* SET TASK
From the material below, extract each line that contains the string "blue" and list those lines in their original order.

* Coordinate annotation entries
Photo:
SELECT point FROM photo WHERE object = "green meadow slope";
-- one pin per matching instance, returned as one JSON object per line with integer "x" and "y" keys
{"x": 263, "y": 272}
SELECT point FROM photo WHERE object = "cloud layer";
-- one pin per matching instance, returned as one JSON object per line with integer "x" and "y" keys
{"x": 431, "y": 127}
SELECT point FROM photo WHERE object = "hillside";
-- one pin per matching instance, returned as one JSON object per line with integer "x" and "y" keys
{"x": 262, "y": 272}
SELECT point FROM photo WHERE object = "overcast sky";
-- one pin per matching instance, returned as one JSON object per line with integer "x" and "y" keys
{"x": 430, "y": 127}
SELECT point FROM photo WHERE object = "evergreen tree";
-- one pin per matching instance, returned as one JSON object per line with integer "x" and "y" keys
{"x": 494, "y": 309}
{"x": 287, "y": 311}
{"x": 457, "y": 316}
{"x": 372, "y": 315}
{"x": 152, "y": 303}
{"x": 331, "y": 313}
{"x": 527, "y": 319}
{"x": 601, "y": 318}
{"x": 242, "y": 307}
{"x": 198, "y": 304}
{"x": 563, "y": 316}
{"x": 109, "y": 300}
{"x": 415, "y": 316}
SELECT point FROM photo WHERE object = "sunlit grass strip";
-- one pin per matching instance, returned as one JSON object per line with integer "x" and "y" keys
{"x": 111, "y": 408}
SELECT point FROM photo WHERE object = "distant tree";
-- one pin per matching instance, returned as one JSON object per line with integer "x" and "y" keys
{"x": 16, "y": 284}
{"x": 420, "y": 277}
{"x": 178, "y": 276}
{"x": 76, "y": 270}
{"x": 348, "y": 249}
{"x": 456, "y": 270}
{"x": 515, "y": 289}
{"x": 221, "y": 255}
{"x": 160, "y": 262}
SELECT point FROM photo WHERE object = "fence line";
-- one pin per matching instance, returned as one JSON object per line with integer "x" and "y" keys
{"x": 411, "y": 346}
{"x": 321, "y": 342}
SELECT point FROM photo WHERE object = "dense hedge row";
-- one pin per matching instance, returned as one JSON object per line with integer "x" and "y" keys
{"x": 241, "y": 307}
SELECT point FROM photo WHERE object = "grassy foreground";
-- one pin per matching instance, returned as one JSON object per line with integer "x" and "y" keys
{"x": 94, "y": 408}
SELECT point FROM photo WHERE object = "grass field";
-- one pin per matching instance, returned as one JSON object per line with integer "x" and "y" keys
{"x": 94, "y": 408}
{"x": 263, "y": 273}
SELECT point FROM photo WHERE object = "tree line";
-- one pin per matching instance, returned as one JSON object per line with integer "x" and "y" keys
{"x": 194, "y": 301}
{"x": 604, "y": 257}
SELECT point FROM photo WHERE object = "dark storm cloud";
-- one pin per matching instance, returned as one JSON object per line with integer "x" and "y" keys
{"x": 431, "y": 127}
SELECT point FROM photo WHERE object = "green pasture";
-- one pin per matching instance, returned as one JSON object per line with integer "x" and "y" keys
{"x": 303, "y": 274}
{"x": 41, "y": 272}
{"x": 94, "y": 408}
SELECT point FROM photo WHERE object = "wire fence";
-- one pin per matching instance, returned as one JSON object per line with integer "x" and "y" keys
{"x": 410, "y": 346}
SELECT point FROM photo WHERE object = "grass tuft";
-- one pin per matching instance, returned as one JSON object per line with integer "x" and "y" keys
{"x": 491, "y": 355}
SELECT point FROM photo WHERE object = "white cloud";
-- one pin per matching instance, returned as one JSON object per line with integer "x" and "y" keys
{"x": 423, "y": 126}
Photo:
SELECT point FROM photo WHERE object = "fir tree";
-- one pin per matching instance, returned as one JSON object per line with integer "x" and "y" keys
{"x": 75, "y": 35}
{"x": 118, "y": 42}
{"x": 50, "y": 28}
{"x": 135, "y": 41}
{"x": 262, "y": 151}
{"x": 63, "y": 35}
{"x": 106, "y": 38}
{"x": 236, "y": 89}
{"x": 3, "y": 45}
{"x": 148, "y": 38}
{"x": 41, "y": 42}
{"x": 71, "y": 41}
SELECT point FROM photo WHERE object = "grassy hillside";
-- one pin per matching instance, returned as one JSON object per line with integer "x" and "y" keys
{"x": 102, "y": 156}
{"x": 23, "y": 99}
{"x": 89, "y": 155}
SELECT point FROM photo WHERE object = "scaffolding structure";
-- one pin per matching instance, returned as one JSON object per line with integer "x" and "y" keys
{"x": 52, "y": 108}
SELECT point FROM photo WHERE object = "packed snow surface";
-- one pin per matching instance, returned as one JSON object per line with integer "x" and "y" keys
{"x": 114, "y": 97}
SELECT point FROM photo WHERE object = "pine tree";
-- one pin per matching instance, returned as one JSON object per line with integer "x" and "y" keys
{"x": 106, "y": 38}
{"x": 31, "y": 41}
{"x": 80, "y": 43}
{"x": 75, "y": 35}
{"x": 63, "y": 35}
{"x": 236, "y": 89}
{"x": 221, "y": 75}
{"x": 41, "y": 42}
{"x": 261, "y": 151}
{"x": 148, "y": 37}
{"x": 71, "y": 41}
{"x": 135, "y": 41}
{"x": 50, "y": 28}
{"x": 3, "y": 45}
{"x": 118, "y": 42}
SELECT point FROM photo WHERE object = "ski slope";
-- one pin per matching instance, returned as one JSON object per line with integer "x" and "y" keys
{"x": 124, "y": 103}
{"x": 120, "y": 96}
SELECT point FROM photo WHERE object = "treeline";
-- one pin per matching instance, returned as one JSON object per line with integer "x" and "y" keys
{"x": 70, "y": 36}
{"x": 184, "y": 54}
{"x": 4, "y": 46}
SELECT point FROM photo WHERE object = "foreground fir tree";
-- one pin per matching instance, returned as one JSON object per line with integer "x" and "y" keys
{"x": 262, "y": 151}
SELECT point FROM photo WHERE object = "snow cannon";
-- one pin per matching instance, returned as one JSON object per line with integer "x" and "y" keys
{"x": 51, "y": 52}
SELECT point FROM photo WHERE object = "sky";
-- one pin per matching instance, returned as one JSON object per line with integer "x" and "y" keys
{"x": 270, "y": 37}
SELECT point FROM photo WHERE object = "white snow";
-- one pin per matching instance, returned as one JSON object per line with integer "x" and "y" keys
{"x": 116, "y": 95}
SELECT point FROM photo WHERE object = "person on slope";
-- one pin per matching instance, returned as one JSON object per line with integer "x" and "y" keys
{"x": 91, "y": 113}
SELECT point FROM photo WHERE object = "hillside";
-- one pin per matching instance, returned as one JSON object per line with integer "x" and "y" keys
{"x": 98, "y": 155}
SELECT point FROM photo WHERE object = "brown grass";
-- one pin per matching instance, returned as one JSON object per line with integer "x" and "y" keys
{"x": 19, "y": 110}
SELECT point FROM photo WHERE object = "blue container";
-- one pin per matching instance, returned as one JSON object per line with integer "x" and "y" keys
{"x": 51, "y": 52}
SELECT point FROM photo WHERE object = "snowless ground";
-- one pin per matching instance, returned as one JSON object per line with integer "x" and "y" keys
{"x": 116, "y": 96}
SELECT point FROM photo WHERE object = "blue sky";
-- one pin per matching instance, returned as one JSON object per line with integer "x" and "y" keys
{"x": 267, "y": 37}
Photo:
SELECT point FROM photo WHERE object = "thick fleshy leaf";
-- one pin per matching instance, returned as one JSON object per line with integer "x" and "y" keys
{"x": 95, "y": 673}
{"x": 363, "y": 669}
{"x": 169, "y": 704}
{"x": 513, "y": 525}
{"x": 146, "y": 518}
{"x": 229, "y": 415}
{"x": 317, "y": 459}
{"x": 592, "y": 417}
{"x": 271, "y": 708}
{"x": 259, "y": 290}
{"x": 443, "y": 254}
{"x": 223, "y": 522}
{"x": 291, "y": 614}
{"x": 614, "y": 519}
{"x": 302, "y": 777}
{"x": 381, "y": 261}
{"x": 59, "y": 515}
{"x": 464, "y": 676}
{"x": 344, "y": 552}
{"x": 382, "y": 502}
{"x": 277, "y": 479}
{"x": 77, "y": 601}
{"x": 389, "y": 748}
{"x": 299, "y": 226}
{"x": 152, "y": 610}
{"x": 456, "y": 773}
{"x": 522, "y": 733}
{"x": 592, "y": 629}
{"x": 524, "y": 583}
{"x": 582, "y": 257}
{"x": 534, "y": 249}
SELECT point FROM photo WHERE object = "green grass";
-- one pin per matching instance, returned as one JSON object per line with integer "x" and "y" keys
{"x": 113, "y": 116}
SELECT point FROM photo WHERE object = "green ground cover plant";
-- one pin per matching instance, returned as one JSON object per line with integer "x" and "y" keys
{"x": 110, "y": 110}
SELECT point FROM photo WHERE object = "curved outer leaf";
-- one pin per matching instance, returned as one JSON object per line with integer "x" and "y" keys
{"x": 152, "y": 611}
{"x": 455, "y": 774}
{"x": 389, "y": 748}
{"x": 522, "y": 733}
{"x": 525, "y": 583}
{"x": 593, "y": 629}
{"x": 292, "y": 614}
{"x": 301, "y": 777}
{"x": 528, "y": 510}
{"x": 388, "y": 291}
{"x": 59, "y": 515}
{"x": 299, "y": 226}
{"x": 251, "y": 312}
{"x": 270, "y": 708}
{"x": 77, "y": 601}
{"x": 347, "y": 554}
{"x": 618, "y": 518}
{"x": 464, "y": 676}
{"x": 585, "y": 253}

* WRITTEN SOLUTION
SELECT point FROM photo WHERE object = "blue container";
SELECT point FROM photo WHERE object = "blue sky";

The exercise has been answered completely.